- **Job 1**
In the message about cyberspace below, what should Cyberspace itself be considered analogous to?

- **Source**

Cyberspace analogous to set of all sets: URIs & URLs from drewangel@adelphia.net on 2004-09-20 (public-webarch-comments@w3.org from September 2004)

From: <drewangel@adelphia.net>
Date: Mon, 20 Sep 2004 7:05:33 -0400
To: public-webarch-comments@w3.org <public-webarch-comments@w3.org>
CC: <drewangel@adelphia.net>,<w3c@drewangel.com>
Message-Id: <20040920110533.JVAV9978.mta13.adelphia.net@mail.adelphia.net>
Cyberspace itself should be considered analogous to the set 
of all sets.  
  
Sunday 2004'262.6405 September 19th= PASSED DEADLINE TO 
COMMENT <=2004 Sept16  
This subject is too complex for a full response in the 
short period I had (saw the notice about 2 weeks ago), but 
the following contains my general thoughts, which  
 are that Cyberspace should be considered as a practical 
model of the Universe, although, as with most models, its 
form is extremely different from the object modeled. My 
normal interests are more in the direction of the HTML 
standards, but I definitely do think the Internet 
addressing scheme is too small: it should allow for 
numerically distant catagorizations, that might be humanly 
descernable.   
 
Basically the system should be able to login every single 
human thought, every idea, every photo, every frame of 
every video. It is not inconceivable that some people will 
think that even every pixel of every frame, and every 
sample of every audio clip (i.e. ~50k samples per second) 
should be addressable through Cyberspace.

Excerpts of location labeling data

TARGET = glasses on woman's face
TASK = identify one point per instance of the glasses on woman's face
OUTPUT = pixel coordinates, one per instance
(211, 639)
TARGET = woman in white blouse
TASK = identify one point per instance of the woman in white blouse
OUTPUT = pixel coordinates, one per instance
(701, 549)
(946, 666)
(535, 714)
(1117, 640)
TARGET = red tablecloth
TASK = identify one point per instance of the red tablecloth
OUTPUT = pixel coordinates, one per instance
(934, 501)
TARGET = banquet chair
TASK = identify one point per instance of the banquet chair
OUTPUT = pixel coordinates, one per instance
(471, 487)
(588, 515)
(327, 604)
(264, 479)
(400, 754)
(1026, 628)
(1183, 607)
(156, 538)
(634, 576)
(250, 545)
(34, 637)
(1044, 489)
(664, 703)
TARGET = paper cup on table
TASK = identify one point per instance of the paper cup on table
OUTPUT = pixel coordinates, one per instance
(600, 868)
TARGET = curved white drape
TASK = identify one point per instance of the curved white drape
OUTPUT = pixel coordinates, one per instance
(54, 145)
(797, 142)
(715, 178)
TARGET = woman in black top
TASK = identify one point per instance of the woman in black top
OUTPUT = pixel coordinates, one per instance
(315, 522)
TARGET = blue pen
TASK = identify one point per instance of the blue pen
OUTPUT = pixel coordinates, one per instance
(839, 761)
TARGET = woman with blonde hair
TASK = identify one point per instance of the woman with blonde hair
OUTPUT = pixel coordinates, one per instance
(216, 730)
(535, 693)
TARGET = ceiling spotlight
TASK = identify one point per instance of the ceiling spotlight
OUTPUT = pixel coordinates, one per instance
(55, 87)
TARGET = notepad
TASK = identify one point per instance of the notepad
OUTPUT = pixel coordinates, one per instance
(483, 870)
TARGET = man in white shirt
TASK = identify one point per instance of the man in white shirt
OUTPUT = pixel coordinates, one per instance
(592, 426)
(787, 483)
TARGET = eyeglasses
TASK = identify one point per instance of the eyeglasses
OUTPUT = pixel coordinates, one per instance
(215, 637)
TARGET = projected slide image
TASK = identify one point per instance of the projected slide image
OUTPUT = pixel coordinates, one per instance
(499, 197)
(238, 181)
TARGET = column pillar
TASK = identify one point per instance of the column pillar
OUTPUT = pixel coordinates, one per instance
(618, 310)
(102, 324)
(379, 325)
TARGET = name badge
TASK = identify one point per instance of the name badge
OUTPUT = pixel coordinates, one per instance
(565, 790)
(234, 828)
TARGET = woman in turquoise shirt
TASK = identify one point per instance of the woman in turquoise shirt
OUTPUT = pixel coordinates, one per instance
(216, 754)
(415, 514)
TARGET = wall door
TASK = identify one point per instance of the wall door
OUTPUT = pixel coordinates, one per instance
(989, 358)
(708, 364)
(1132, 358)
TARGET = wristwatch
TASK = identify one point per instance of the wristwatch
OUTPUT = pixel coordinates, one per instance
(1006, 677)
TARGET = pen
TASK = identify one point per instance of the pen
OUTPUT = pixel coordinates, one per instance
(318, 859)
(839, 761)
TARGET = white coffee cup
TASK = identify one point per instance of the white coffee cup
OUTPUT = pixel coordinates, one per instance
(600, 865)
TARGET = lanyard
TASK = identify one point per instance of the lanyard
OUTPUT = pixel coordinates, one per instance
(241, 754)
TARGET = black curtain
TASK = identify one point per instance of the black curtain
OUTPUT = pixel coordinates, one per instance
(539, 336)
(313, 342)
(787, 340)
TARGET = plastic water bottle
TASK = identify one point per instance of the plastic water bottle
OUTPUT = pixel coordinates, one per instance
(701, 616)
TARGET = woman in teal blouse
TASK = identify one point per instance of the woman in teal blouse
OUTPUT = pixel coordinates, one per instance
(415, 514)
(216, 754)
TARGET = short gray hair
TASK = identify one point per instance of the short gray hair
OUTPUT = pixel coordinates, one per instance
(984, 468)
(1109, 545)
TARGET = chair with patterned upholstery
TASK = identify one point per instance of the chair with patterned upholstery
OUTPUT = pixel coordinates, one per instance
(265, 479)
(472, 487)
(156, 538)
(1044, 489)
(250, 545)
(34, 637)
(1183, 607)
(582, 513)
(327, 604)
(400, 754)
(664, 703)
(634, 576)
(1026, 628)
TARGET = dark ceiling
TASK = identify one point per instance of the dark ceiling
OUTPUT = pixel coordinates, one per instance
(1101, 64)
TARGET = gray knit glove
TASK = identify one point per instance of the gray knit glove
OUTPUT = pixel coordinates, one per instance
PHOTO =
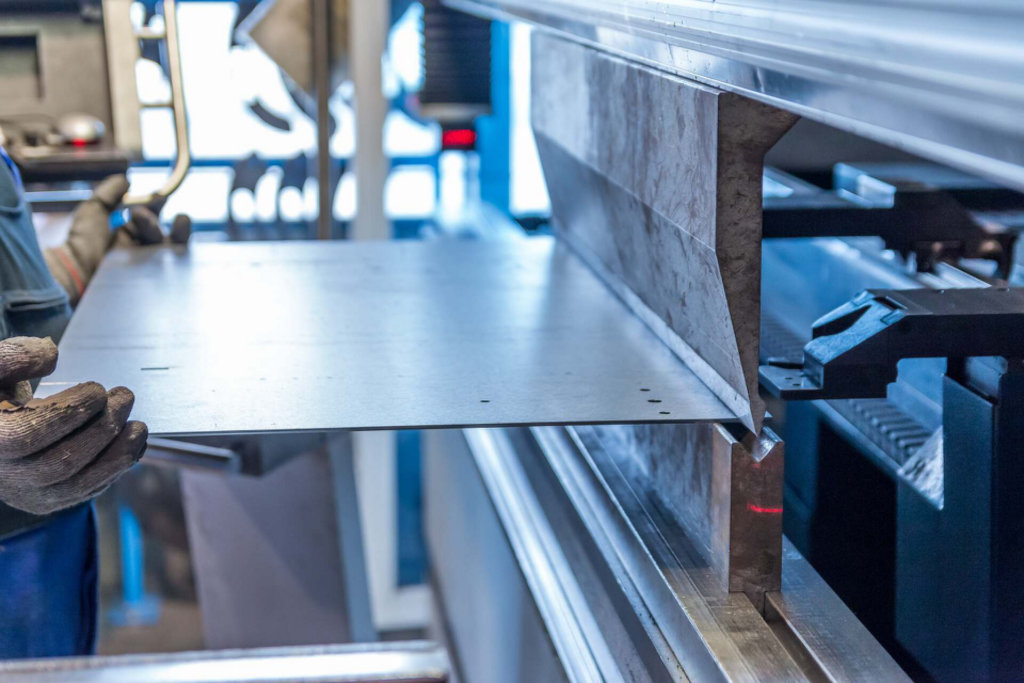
(61, 451)
(74, 262)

- **Job 2**
Which lines of the records above contain the string "gray"? Select each of them, treating case as significant.

- **Problem solution 1**
The set of all sets.

- **Problem solution 2**
TARGET = short gray hair
TASK = identify one point per instance of the short gray hair
TARGET = gray knit glove
TASK = identify one point per instance of the gray knit glove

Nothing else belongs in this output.